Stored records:
>>>>
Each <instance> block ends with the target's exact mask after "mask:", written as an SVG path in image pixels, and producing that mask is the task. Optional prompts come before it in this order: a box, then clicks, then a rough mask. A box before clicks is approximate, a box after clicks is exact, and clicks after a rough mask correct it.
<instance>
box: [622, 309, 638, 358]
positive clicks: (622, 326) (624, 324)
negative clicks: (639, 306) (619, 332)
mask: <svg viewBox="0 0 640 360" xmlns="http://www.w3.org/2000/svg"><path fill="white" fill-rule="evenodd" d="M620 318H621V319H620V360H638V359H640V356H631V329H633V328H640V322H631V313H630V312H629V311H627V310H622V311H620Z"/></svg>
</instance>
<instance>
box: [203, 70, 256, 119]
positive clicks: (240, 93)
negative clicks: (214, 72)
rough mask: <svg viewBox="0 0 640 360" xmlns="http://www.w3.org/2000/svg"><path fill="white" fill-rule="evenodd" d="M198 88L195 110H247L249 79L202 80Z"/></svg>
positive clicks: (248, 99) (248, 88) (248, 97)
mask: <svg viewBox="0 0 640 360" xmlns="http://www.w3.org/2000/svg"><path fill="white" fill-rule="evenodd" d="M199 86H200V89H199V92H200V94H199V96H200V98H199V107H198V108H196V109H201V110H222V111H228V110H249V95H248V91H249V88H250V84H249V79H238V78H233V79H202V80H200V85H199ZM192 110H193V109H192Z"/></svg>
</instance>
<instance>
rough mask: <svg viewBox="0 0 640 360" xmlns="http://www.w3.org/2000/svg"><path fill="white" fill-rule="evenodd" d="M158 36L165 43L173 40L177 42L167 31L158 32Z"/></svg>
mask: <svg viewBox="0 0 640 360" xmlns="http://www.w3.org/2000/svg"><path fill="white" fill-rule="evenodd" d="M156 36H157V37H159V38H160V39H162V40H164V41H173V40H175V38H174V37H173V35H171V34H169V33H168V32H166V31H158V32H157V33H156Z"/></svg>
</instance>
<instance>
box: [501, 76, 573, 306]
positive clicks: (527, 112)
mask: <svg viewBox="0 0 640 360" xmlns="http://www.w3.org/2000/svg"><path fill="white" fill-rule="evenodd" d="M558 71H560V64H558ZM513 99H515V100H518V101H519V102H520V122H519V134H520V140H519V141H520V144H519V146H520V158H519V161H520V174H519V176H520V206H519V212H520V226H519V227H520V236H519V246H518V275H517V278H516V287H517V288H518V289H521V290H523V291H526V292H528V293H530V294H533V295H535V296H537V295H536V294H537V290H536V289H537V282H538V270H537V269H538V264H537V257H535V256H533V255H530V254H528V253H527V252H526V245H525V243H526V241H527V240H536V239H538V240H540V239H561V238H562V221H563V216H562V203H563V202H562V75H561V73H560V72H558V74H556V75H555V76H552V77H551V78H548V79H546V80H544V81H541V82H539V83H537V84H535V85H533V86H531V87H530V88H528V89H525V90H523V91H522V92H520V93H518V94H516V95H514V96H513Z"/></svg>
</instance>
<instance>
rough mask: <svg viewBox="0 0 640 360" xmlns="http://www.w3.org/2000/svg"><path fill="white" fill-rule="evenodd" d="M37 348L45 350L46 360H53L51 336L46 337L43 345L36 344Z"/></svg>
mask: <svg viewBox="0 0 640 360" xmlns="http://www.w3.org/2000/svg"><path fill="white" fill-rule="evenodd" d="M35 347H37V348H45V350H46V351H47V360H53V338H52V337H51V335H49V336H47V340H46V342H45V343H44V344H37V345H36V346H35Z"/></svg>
<<<<
Copy out the records shown above, every one, exactly.

## Task response
Each <instance> block ends with the target's exact mask after "mask:", written as an SVG path in image pixels, and producing that mask is the task. Optional prompts come before it in this order: a box, then clicks, then a rough mask. A box before clicks is approximate, a box after clicks is exact, and clicks after a rough mask correct it.
<instance>
box: [622, 309, 638, 358]
positive clicks: (622, 326) (624, 324)
negative clicks: (639, 306) (619, 332)
mask: <svg viewBox="0 0 640 360" xmlns="http://www.w3.org/2000/svg"><path fill="white" fill-rule="evenodd" d="M620 318H621V319H620V360H638V359H640V356H631V329H633V328H640V322H631V313H630V312H629V311H627V310H622V311H620Z"/></svg>
</instance>
<instance>
box: [203, 70, 256, 119]
positive clicks: (240, 93)
negative clicks: (214, 72)
rough mask: <svg viewBox="0 0 640 360" xmlns="http://www.w3.org/2000/svg"><path fill="white" fill-rule="evenodd" d="M198 88L195 110H247L249 79L202 80Z"/></svg>
positive clicks: (248, 99) (248, 88) (248, 97)
mask: <svg viewBox="0 0 640 360" xmlns="http://www.w3.org/2000/svg"><path fill="white" fill-rule="evenodd" d="M199 86H200V89H199V92H200V94H199V96H200V98H199V107H198V108H196V109H201V110H222V111H228V110H249V95H248V91H249V88H250V84H249V79H238V78H233V79H202V80H200V85H199ZM192 110H193V109H192Z"/></svg>
</instance>
<instance>
rough mask: <svg viewBox="0 0 640 360" xmlns="http://www.w3.org/2000/svg"><path fill="white" fill-rule="evenodd" d="M158 36L165 43L173 40L177 42L167 31L158 32Z"/></svg>
mask: <svg viewBox="0 0 640 360" xmlns="http://www.w3.org/2000/svg"><path fill="white" fill-rule="evenodd" d="M156 36H157V37H159V38H160V39H162V40H164V41H173V40H175V38H174V37H173V35H171V34H169V33H168V32H166V31H158V32H157V33H156Z"/></svg>
</instance>
<instance>
box: [501, 76, 573, 306]
positive clicks: (527, 112)
mask: <svg viewBox="0 0 640 360" xmlns="http://www.w3.org/2000/svg"><path fill="white" fill-rule="evenodd" d="M558 71H560V64H558ZM513 99H515V100H518V101H519V102H520V122H519V134H520V140H519V141H520V144H519V146H520V158H519V161H520V174H519V176H520V206H519V212H520V226H519V227H520V236H519V246H518V275H517V278H516V287H517V288H518V289H521V290H523V291H526V292H528V293H530V294H533V295H535V296H537V295H536V294H537V290H536V289H537V282H538V270H537V269H538V264H537V257H535V256H533V255H530V254H528V253H527V252H526V245H525V243H526V241H527V240H536V239H538V240H540V239H561V238H562V221H563V216H562V203H563V202H562V75H561V73H560V72H558V74H556V75H555V76H552V77H551V78H548V79H546V80H544V81H541V82H539V83H537V84H535V85H533V86H531V87H530V88H528V89H525V90H523V91H522V92H520V93H518V94H516V95H514V96H513Z"/></svg>
</instance>
<instance>
rough mask: <svg viewBox="0 0 640 360" xmlns="http://www.w3.org/2000/svg"><path fill="white" fill-rule="evenodd" d="M37 348L45 350L46 360H53L51 336L46 337L43 345L36 344Z"/></svg>
mask: <svg viewBox="0 0 640 360" xmlns="http://www.w3.org/2000/svg"><path fill="white" fill-rule="evenodd" d="M35 347H37V348H45V350H46V351H47V360H53V338H52V337H51V335H49V336H47V340H46V342H45V343H44V344H37V345H36V346H35Z"/></svg>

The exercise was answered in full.